▸ Data in this exercise:
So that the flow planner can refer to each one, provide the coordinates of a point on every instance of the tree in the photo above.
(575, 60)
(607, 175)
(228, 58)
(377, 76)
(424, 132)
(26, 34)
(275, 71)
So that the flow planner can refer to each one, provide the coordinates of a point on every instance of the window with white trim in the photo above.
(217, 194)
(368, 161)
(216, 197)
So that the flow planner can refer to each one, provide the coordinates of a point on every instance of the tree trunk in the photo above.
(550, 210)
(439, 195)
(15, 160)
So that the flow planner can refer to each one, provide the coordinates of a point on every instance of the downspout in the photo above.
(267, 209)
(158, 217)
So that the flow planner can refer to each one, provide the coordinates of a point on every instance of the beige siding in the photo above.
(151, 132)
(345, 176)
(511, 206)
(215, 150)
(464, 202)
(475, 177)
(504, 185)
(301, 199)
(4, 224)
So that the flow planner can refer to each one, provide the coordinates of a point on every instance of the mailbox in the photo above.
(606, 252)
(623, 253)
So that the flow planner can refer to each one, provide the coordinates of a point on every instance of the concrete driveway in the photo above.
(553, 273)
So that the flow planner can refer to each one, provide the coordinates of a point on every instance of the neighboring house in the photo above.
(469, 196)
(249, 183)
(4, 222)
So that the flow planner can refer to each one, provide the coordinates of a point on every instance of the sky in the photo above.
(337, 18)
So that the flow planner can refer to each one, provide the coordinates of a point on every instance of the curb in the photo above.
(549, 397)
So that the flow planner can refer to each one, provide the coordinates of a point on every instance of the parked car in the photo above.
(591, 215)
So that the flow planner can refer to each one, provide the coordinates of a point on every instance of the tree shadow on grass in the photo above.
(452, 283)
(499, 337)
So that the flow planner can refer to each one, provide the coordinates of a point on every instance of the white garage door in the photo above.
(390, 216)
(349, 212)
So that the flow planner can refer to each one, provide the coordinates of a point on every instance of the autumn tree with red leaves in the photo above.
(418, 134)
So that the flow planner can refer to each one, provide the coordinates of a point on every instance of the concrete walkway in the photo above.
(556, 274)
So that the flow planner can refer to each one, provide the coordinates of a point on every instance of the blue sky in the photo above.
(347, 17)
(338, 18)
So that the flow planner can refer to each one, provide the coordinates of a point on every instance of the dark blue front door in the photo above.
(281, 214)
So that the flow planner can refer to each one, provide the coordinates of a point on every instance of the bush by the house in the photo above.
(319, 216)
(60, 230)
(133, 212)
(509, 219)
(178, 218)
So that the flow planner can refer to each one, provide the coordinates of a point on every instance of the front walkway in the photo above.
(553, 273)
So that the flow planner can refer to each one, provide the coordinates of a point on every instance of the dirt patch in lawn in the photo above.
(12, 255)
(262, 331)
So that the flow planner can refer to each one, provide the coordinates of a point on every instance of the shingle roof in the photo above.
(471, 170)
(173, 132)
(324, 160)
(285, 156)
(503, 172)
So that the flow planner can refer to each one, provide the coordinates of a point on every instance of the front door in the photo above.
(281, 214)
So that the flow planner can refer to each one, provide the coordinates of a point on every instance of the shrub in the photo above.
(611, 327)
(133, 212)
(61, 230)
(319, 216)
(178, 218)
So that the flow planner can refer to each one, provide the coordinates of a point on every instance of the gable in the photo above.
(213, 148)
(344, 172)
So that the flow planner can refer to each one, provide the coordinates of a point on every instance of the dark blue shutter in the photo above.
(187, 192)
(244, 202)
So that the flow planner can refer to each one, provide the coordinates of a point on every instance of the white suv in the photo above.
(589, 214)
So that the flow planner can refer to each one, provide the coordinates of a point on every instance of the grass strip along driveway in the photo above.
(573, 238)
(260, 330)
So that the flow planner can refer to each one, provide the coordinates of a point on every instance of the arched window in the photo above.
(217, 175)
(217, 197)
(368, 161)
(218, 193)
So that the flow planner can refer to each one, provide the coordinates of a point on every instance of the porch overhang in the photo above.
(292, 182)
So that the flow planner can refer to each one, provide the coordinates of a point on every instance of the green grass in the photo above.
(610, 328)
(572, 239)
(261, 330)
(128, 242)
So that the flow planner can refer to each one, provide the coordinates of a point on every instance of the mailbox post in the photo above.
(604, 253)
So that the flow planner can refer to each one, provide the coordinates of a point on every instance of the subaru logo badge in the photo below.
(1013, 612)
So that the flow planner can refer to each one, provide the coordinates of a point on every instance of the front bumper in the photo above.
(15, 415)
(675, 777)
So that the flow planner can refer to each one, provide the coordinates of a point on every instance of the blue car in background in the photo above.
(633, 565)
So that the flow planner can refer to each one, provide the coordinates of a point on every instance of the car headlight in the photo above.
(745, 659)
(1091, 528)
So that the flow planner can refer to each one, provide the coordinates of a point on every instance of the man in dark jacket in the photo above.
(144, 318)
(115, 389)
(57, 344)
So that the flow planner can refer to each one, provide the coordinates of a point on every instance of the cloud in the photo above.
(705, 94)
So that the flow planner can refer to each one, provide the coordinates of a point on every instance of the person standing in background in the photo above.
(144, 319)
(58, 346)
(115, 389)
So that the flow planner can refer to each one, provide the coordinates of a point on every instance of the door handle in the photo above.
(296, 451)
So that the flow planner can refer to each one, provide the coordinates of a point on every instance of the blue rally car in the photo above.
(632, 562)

--

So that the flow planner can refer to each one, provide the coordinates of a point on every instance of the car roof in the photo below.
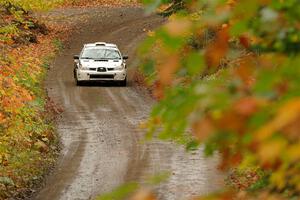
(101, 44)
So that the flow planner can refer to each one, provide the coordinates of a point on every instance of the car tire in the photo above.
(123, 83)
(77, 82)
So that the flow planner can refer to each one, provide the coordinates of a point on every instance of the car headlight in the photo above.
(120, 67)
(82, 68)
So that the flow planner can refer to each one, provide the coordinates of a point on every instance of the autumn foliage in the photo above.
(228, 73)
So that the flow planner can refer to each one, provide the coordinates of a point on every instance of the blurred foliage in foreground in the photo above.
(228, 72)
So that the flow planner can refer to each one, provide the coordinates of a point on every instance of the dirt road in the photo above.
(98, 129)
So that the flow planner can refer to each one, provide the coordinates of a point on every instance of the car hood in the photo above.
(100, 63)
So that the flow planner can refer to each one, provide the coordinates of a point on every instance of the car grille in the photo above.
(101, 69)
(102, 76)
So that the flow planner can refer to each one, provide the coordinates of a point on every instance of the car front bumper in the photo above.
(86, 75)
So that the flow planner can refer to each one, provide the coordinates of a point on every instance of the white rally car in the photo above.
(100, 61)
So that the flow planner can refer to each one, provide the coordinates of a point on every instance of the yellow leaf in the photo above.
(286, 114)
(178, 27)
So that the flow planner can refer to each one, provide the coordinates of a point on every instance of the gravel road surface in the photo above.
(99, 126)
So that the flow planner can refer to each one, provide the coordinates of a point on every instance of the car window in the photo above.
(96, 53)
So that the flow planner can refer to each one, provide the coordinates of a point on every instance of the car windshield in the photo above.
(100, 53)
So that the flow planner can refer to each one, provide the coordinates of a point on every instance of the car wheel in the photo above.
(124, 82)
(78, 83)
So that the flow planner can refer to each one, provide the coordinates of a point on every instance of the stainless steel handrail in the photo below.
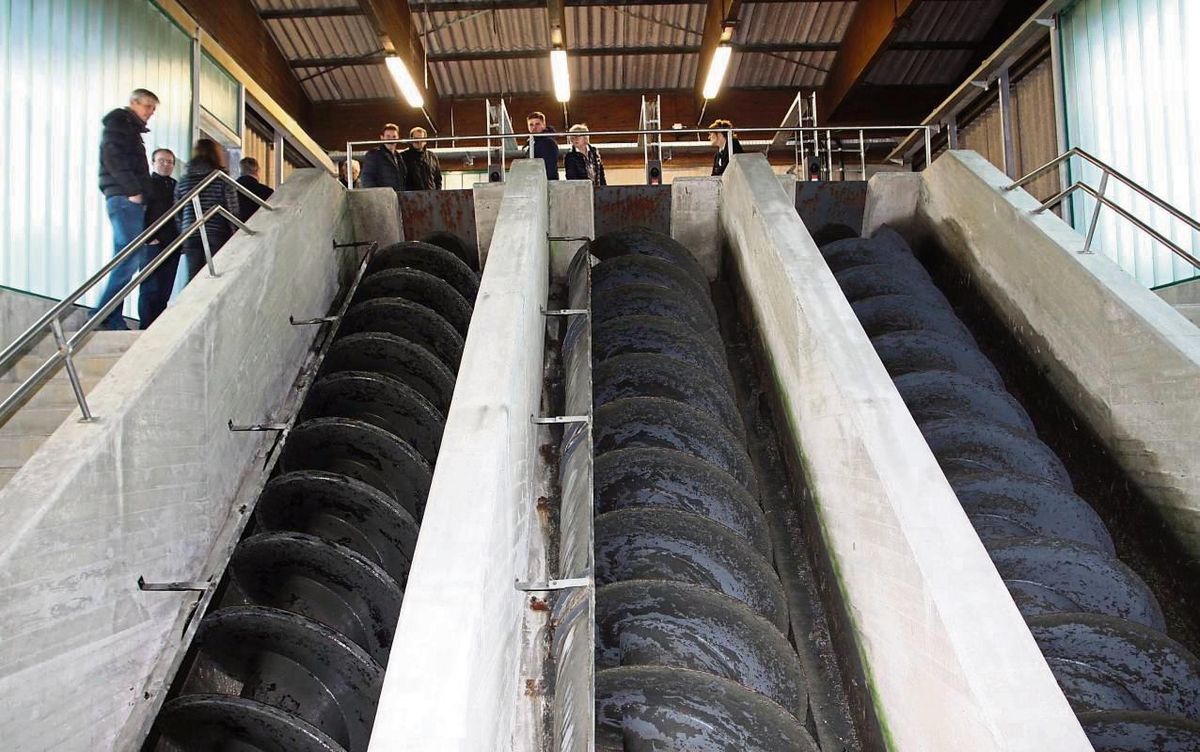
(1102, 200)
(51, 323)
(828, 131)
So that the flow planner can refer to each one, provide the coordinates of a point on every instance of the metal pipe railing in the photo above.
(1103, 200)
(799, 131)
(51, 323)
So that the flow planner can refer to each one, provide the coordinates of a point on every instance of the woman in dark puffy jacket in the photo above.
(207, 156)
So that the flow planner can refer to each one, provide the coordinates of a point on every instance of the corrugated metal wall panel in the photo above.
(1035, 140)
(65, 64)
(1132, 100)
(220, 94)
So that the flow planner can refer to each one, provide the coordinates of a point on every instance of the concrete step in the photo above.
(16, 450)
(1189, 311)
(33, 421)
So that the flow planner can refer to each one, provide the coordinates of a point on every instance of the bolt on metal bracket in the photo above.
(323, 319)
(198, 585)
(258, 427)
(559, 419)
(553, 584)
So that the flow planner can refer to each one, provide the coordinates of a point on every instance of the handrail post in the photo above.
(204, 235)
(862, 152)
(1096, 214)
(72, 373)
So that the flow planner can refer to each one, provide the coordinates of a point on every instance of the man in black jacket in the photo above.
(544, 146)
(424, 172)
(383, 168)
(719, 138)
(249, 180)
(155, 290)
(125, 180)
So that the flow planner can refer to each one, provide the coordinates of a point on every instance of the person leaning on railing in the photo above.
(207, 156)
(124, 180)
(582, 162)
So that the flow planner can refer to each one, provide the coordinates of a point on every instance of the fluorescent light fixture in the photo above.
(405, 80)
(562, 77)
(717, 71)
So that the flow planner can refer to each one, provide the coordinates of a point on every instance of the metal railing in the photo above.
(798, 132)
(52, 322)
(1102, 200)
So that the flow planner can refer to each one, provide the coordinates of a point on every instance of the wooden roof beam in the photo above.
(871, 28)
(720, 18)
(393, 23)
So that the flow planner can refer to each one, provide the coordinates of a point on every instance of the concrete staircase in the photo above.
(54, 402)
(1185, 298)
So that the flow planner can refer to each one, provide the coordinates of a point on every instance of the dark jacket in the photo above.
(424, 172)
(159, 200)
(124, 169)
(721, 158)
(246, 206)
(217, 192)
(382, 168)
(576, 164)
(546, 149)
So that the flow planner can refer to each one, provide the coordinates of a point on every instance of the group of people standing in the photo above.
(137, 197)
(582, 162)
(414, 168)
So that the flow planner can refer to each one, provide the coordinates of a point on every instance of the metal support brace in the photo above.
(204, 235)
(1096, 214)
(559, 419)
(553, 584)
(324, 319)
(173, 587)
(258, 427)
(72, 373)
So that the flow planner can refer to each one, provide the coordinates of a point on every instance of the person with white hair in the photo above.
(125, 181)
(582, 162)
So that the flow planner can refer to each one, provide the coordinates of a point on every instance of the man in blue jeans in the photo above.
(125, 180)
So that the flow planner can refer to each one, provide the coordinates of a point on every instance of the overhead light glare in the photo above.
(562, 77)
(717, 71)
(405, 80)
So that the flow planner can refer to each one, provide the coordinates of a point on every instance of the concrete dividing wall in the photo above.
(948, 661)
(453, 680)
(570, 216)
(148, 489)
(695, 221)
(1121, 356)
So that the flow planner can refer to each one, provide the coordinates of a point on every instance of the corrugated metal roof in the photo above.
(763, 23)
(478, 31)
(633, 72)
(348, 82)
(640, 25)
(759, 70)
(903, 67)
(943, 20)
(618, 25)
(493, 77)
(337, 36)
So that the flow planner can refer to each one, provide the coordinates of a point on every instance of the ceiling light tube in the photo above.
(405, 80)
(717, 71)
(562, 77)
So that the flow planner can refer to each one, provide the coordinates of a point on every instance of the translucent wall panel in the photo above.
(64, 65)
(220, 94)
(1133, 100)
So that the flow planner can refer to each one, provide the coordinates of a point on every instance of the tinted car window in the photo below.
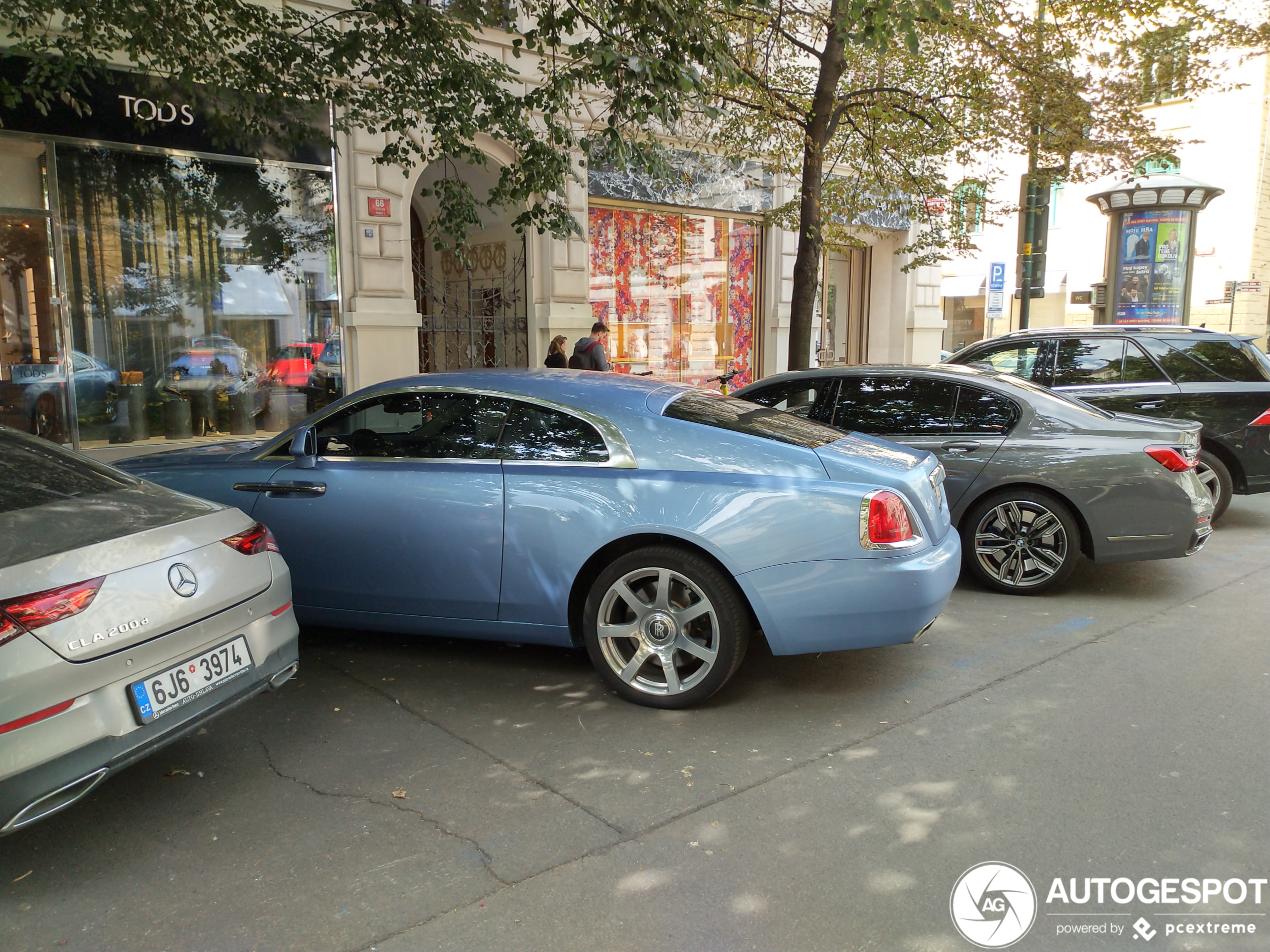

▸ Required work: List every line above that contains the word "driveway".

▸ Completed exercise:
So that the flow planner can refer to each one, provide the coordinates of a point on every instance of the concrete driveway in the photo above.
So that the flow planner can refer to each one, provide the coordinates of a point on every instance of the grass strip along driveway in the photo above.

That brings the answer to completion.